:: Requirement ::
Put the lines of the listing below into a JSON list of strings, one string per line and no blank lines. Begin at the line that contains "of the man's" and continue through the last line of the listing, including both.

--- Start Records provided ---

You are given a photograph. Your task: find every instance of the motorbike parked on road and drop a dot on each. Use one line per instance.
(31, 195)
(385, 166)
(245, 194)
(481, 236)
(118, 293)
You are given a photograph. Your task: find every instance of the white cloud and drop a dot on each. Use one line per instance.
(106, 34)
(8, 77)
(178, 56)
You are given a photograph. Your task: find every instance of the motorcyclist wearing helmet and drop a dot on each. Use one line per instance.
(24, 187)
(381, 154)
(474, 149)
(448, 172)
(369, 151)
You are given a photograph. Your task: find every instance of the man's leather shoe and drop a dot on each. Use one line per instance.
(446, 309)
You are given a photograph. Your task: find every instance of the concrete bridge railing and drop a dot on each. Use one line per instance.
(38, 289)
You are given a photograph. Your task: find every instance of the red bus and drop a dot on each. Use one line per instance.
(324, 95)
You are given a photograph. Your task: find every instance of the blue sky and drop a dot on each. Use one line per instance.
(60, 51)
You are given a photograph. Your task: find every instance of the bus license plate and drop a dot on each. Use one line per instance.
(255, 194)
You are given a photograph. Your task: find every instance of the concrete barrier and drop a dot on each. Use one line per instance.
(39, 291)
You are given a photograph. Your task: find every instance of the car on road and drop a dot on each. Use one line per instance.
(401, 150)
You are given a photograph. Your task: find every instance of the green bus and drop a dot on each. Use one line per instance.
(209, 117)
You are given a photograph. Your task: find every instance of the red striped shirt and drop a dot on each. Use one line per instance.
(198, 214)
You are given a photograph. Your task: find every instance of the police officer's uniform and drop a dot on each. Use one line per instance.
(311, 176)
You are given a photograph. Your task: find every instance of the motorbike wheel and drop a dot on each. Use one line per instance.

--- End Records provided ---

:: Output of the exercise ::
[
  "You are given a photograph. Your task: find every instance of the man's leather shoe and drop a dot on each. Use one line per instance.",
  "(446, 309)",
  "You are given a photograph. Your task: find every instance of the concrete bridge railing and drop a dot on each. Use one line per instance.",
  "(38, 289)",
  "You are given a photograph. Your task: find every instance of the red bus and drop a dot on each. Use one line per instance.",
  "(324, 95)",
  "You are given a photograph. Your task: find every instance of the blue sky and drop a dot on each. Use one line per instance.",
  "(60, 51)",
  "You are given a photograph. Your task: find every instance of the bus license plate and drop a dot on each. Use one line per instance.",
  "(255, 194)",
  "You are given a photograph. Your task: find every instance of the concrete barrier and drop a dot on each. Use one line per instance.",
  "(39, 291)",
  "You are given a photograph. Your task: find every instance of the car on road and drop a dot on each. Use one line per instance.",
  "(401, 150)",
  "You are given a photograph. Your task: find every instance of the green bus and drop a dot on each. Use one line per instance.",
  "(209, 117)",
  "You are given a photograph. Your task: find every instance of the red striped shirt and drop a dot on each. Use one line per instance.",
  "(198, 214)",
  "You are given a photograph. Your task: find every instance of the police officer's uniform and drop a dot on each. Use one line per instance.",
  "(311, 176)",
  "You are given a photograph. Your task: find every instance of the motorbike wheel and drop a dot on each. Use one line per instance."
]